WHAT THE TASK ASKS → Nothing left out, nothing added: return the full set of records.

(Saved data entries)
________

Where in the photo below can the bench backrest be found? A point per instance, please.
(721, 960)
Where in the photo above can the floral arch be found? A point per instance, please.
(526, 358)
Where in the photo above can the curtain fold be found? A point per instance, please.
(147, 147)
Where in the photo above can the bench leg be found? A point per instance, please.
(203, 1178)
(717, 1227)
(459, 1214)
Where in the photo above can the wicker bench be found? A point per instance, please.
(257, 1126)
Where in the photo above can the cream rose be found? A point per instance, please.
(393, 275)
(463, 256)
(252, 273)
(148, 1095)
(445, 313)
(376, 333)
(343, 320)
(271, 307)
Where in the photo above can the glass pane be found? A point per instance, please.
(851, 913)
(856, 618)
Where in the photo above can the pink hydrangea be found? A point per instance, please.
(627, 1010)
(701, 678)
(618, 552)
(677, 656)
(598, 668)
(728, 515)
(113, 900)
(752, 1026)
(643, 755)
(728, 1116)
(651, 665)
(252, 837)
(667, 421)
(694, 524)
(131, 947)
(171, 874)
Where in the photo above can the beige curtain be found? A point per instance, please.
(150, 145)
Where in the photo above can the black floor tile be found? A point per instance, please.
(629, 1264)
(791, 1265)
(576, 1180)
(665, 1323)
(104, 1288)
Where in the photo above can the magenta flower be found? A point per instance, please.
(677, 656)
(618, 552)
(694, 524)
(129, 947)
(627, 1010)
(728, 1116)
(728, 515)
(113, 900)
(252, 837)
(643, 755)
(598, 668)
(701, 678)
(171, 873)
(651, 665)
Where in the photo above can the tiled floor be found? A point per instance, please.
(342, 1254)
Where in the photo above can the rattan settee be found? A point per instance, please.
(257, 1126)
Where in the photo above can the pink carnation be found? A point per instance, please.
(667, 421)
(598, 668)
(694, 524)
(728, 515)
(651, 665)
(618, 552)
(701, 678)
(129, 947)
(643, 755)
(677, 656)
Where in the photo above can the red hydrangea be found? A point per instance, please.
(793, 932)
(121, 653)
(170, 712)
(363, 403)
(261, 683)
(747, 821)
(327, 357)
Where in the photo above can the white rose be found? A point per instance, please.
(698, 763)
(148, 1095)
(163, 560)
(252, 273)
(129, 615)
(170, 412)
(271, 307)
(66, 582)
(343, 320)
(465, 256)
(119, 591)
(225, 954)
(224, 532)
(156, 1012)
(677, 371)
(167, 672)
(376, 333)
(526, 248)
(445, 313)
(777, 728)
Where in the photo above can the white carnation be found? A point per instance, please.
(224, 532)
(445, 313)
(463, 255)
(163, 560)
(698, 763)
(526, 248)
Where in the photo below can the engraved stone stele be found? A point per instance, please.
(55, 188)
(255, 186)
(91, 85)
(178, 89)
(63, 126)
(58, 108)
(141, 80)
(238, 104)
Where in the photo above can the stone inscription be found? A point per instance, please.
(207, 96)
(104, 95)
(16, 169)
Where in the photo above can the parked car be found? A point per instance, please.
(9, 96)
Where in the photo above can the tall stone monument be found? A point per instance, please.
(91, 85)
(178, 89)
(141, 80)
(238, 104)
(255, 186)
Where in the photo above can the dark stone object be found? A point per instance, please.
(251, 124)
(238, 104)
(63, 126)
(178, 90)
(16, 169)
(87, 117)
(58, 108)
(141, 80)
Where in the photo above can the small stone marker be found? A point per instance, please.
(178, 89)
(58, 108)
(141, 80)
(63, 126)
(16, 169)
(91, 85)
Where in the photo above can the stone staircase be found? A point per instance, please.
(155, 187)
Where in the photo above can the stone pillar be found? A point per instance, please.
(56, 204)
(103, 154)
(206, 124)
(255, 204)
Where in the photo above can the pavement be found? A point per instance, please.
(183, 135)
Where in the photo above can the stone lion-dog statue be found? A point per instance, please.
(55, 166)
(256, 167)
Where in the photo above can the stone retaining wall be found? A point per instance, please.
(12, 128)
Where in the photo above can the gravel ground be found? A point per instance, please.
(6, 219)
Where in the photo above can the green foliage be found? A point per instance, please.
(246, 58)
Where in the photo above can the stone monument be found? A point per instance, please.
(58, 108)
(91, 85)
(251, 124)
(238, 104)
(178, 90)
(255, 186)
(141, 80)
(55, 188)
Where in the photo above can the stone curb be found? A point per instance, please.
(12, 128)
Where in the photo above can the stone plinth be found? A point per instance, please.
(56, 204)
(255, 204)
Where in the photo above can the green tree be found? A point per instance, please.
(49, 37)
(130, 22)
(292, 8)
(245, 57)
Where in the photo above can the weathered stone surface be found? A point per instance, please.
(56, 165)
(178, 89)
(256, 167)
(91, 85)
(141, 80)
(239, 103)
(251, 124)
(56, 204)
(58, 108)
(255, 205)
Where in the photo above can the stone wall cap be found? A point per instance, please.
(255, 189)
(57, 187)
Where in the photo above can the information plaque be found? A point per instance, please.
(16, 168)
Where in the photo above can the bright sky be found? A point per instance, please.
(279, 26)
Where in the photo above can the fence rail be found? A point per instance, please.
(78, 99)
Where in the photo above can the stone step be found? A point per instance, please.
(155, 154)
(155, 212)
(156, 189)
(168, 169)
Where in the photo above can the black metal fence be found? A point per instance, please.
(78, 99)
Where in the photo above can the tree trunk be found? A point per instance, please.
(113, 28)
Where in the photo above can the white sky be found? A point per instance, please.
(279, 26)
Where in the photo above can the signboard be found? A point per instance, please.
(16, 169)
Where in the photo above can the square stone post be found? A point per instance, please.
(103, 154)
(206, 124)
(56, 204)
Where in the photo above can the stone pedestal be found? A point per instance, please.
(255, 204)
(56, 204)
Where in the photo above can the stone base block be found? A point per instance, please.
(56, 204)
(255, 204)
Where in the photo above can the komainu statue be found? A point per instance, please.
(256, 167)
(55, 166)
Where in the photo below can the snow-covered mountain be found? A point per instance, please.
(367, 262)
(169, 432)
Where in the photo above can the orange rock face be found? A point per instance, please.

________

EXERCISE RESPONSE →
Where in the photo below can the bench backrest be found? A point per instance, please.
(721, 960)
Where in the photo above can the floral arch be found? A point per instance, please.
(526, 358)
Where in the photo above can the curtain fold be found? A point per instance, please.
(147, 147)
Where in the photo above can the bench leg be found? A point per instance, please.
(203, 1178)
(717, 1227)
(459, 1214)
Where in the photo above can the wicker bench be found? A point per instance, please.
(257, 1126)
Where in the photo above can the cream rose be found? A point per instance, please.
(393, 275)
(463, 256)
(252, 273)
(148, 1095)
(445, 313)
(376, 333)
(343, 320)
(271, 307)
Where in the photo above can the glass pane be found? A point per instance, please.
(851, 913)
(856, 618)
Where in the photo above can the pink hydrangea be found? A point per instance, please.
(627, 1010)
(701, 678)
(618, 552)
(677, 656)
(598, 668)
(728, 515)
(113, 900)
(752, 1026)
(643, 755)
(728, 1116)
(651, 665)
(252, 837)
(667, 421)
(694, 524)
(131, 947)
(171, 874)
Where in the photo above can the beige curtain be found? A point per instance, please.
(150, 145)
Where in the photo above can the black floor tile be found? A point per instance, please.
(629, 1264)
(791, 1265)
(576, 1180)
(665, 1323)
(104, 1288)
Where in the photo above can the magenta flower be found? A point per instance, please.
(677, 656)
(618, 552)
(694, 524)
(129, 947)
(627, 1010)
(728, 1116)
(728, 515)
(113, 900)
(252, 837)
(643, 755)
(598, 668)
(701, 678)
(171, 873)
(651, 665)
Where in the photo above can the tiled floor be found? A point per instance, please.
(342, 1254)
Where in the photo above can the rattan settee be found? A point per instance, please.
(257, 1126)
Where in the photo above can the pink carnation be found? A point per instance, please.
(667, 421)
(598, 668)
(694, 524)
(728, 515)
(651, 665)
(618, 552)
(701, 678)
(129, 947)
(643, 755)
(677, 656)
Where in the photo above can the red hydrangea be found? A point per instance, please.
(793, 932)
(121, 653)
(170, 712)
(363, 403)
(261, 683)
(747, 821)
(327, 357)
Where in the photo above can the white rose be found? A point per instance, please.
(698, 763)
(148, 1095)
(163, 560)
(252, 273)
(129, 615)
(170, 412)
(271, 307)
(66, 582)
(343, 320)
(465, 256)
(119, 591)
(225, 954)
(224, 532)
(156, 1012)
(677, 371)
(167, 672)
(376, 333)
(526, 248)
(445, 313)
(777, 728)
Where in the photo above can the white carnation be found? A point per instance, please.
(224, 532)
(445, 313)
(463, 255)
(163, 560)
(698, 763)
(526, 248)
Where in the photo below can the engraved stone stele be found? A point per instance, please.
(55, 188)
(255, 186)
(91, 85)
(178, 89)
(63, 126)
(58, 108)
(141, 80)
(238, 104)
Where in the photo above can the stone inscription be found? A point per instance, please.
(207, 96)
(104, 95)
(16, 169)
Where in the photo above can the parked car be found? A point per instance, please.
(9, 96)
Where in the photo above can the tall stone monument be found? A point per instance, please.
(91, 85)
(178, 89)
(141, 80)
(238, 104)
(255, 186)
Where in the photo above can the dark stone object be found? A point per instance, please.
(251, 124)
(238, 104)
(63, 126)
(178, 90)
(16, 169)
(87, 117)
(58, 108)
(141, 80)
Where in the photo above can the small stone marker be found? A point per instance, please.
(178, 89)
(58, 108)
(141, 80)
(63, 126)
(16, 169)
(91, 85)
Where in the photo above can the stone staircase be found? A point per instance, please.
(155, 187)
Where in the photo above can the stone pillar be found? A point per instance, please.
(56, 204)
(103, 154)
(206, 124)
(255, 204)
Where in the photo above can the pavement be found? A point per instance, please.
(183, 135)
Where in the photo above can the stone lion-dog statue be found? A point per instance, please.
(55, 166)
(256, 167)
Where in the photo above can the stone retaining wall be found? A point per instance, please.
(12, 128)
Where in the photo above can the gravel ground be found? A point per instance, please.
(6, 219)
Where in the photo above can the green foliage be found? A point per instance, please.
(246, 58)
Where in the photo above can the stone monument be found? A point per instance, please.
(58, 108)
(91, 85)
(251, 124)
(238, 104)
(178, 90)
(255, 186)
(141, 80)
(55, 188)
Where in the photo above can the stone curb be found? A point per instance, please.
(12, 128)
Where in the photo above can the stone plinth be found? A point per instance, please.
(56, 204)
(255, 204)
Where in the photo above can the green tree be found? A point per instance, please.
(49, 37)
(130, 22)
(292, 8)
(245, 57)
Where in the photo above can the weathered stone surface be found? A point per instance, please.
(56, 165)
(178, 89)
(256, 167)
(91, 85)
(141, 80)
(239, 103)
(251, 124)
(56, 204)
(58, 108)
(255, 205)
Where in the photo above can the stone wall cap be found? A point per instance, please.
(255, 189)
(57, 187)
Where in the photo above can the information plaque be found? A point per instance, please.
(16, 168)
Where in the photo above can the bright sky be found? A point per instance, please.
(279, 26)
Where in the photo above can the fence rail be found? A point per instance, please.
(78, 99)
Where in the photo above can the stone step be found? A point per instance, please.
(155, 154)
(155, 212)
(156, 189)
(168, 169)
Where in the photo above can the black metal fence be found? A point per instance, please.
(78, 99)
Where in the photo above can the tree trunk be found? A point per instance, please.
(113, 28)
Where in the photo above can the white sky be found? A point per instance, please.
(279, 26)
Where in the photo above can the signboard be found? A point per instance, please.
(16, 169)
Where in the photo above can the square stone post be found? A point per instance, please.
(103, 154)
(206, 124)
(56, 204)
Where in the photo above can the stone pedestal be found? A point per instance, please.
(255, 204)
(56, 204)
Where in the photo above can the stone base block be found? A point per instance, please.
(56, 204)
(255, 204)
Where in the photo above can the komainu statue be found? A point per instance, please.
(256, 167)
(55, 166)
Where in the photo below can the snow-covered mountain be found? A point per instance, please.
(367, 262)
(169, 432)
Where in the photo above can the orange rock face be found? A point per instance, please.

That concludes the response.